Data in this exercise:
----

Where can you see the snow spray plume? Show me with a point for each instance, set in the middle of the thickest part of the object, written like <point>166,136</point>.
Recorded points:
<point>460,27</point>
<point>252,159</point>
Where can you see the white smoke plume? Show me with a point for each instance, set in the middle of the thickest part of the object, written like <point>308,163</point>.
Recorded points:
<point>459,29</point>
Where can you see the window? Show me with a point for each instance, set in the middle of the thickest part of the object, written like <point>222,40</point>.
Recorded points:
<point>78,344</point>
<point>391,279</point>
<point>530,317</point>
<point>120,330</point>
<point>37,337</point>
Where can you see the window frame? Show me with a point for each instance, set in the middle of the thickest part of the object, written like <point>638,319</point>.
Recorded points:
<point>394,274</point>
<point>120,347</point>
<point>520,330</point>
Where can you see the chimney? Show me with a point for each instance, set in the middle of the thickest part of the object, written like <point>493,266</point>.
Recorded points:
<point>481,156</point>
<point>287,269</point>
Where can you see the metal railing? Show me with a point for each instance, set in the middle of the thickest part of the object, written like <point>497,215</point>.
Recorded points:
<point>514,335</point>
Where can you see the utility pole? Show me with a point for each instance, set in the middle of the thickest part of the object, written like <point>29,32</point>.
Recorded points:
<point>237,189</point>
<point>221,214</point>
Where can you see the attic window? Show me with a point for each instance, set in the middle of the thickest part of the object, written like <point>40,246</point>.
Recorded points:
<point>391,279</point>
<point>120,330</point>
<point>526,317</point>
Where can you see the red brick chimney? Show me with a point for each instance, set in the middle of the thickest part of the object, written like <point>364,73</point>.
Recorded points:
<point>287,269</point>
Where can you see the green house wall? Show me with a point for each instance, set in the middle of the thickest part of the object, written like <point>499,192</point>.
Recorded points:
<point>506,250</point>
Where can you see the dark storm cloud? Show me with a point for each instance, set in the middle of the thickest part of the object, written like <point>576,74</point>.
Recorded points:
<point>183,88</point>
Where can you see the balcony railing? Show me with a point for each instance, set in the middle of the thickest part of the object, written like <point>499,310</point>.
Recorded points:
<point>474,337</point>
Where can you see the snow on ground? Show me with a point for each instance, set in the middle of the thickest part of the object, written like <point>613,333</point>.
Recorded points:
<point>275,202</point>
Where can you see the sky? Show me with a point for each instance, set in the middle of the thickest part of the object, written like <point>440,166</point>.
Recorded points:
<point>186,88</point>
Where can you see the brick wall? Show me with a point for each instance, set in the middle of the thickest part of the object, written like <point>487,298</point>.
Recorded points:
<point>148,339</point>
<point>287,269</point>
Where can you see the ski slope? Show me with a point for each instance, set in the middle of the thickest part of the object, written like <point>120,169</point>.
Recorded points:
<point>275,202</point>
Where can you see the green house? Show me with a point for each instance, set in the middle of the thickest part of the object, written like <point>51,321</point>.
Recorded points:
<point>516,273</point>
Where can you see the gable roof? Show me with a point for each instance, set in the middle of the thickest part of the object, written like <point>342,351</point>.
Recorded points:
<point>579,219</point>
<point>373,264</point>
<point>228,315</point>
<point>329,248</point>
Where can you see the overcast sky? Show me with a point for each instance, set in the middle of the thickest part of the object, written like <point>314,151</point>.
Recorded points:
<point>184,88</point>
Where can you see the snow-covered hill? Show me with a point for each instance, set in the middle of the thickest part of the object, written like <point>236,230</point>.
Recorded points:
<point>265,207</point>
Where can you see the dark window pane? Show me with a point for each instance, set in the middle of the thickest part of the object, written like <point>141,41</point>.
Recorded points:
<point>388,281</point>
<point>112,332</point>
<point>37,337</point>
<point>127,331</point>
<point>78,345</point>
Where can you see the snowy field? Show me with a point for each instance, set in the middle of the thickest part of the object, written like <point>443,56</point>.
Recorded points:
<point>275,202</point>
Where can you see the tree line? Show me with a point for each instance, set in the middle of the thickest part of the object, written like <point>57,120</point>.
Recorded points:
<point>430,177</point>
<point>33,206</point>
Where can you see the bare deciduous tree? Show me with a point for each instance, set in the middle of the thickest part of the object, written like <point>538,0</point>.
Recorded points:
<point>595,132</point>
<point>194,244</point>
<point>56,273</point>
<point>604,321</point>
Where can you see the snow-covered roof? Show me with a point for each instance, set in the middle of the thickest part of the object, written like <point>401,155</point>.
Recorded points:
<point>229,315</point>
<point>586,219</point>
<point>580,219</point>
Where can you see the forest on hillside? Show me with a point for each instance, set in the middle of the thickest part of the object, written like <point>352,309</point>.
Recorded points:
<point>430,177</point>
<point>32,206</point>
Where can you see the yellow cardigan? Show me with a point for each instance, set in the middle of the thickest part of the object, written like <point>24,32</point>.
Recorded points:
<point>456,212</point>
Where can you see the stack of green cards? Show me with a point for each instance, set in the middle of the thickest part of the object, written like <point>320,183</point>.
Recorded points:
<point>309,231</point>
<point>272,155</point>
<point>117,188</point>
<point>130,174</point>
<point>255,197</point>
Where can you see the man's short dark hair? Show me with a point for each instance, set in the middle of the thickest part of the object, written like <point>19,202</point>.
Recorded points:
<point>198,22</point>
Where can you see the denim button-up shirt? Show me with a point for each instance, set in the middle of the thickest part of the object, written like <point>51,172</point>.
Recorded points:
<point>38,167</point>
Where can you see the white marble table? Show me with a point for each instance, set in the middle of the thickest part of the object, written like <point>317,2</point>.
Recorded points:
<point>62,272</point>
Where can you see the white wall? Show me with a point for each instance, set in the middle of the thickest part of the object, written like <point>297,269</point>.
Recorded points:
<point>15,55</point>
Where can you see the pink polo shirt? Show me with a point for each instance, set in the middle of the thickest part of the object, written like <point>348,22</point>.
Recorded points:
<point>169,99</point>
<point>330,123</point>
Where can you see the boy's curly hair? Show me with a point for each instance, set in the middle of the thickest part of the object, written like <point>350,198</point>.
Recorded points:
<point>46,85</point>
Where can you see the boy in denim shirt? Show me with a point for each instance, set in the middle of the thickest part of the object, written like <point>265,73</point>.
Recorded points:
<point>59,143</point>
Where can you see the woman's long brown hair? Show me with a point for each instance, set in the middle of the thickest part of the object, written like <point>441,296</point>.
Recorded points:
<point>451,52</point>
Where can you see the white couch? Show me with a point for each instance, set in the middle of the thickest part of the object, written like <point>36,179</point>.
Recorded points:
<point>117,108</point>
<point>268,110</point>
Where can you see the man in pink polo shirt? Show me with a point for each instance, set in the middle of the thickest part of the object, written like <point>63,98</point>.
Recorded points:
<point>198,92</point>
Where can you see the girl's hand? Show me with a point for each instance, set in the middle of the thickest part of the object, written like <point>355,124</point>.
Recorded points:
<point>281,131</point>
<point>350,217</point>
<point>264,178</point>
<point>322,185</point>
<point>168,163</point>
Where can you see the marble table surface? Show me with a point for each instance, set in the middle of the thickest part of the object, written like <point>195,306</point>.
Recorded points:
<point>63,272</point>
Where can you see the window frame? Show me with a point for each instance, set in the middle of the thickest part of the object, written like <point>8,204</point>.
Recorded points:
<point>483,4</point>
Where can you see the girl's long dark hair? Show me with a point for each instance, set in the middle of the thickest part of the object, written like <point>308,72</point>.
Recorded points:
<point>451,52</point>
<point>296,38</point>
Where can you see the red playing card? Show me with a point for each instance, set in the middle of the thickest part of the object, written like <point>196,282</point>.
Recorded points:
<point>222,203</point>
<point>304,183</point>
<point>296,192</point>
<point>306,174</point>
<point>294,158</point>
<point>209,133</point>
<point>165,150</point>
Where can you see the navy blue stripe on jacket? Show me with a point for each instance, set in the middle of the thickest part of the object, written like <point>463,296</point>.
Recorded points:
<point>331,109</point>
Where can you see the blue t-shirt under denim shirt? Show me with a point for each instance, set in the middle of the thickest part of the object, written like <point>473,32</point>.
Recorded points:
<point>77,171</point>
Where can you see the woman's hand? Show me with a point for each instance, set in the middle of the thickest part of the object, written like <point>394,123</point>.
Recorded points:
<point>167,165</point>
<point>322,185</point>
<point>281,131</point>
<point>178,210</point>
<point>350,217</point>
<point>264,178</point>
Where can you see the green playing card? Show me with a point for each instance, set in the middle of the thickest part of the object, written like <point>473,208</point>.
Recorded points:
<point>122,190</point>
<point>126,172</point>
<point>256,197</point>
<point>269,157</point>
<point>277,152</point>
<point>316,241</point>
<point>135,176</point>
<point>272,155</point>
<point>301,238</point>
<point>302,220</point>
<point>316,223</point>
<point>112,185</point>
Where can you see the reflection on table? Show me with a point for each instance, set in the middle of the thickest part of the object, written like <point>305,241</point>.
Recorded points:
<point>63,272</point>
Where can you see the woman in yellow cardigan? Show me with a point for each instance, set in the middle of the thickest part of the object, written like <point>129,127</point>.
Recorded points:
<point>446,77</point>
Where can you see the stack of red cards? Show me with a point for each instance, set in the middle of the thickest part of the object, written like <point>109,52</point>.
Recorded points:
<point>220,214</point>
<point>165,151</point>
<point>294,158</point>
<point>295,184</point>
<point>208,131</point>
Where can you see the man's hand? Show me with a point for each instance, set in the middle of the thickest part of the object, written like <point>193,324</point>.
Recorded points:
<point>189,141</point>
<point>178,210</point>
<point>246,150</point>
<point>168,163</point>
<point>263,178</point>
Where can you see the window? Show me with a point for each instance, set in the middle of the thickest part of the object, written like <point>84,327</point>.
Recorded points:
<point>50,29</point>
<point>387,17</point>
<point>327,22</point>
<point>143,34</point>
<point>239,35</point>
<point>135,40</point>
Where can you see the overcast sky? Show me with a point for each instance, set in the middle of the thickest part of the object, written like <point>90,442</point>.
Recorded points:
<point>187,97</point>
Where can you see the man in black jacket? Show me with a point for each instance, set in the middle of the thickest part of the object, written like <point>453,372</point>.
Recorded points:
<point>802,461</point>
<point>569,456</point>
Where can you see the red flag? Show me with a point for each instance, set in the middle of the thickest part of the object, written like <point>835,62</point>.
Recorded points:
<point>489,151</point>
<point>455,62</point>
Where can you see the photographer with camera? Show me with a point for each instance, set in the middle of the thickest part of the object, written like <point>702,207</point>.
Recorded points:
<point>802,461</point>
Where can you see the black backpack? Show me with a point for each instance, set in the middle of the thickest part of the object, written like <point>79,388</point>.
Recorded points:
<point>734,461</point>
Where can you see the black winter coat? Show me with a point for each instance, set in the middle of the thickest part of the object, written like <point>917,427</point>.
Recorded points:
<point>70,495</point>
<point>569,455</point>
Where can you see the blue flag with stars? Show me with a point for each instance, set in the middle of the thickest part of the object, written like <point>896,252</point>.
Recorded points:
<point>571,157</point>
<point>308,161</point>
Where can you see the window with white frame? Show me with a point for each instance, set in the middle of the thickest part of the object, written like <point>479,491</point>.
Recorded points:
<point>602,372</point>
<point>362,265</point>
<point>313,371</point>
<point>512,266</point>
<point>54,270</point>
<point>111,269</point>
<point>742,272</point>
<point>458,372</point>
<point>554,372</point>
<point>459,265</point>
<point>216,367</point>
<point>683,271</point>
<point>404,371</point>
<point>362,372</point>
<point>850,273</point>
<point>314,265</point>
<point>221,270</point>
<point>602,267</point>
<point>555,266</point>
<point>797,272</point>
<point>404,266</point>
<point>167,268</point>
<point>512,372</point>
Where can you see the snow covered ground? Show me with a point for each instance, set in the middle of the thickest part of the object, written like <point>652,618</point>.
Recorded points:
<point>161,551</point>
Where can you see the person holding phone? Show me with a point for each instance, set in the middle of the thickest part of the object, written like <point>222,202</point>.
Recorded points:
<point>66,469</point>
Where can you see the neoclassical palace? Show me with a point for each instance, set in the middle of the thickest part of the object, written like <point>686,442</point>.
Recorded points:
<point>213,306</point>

----

Problem requirements:
Please return only the lines above, starting at the line that has "Where can you see the navy" and ending at the line that has "Where can you see the woman's hand?", keeping both and leaving each one unchanged.

Output below:
Where can you see the navy blue stripe on jacket? Show me with a point for each instance, set in the middle of the thickest part of the object, written like <point>463,296</point>.
Recorded points:
<point>331,109</point>
Where can you see the blue t-shirt under denim shirt? Show me with a point for each instance, set in the middle of the thickest part of the object, written like <point>473,32</point>.
Recorded points:
<point>77,171</point>
Where can you see the woman's hand? Show me with a point for each instance, set in the middle of the thickest part of the object, written like <point>394,123</point>.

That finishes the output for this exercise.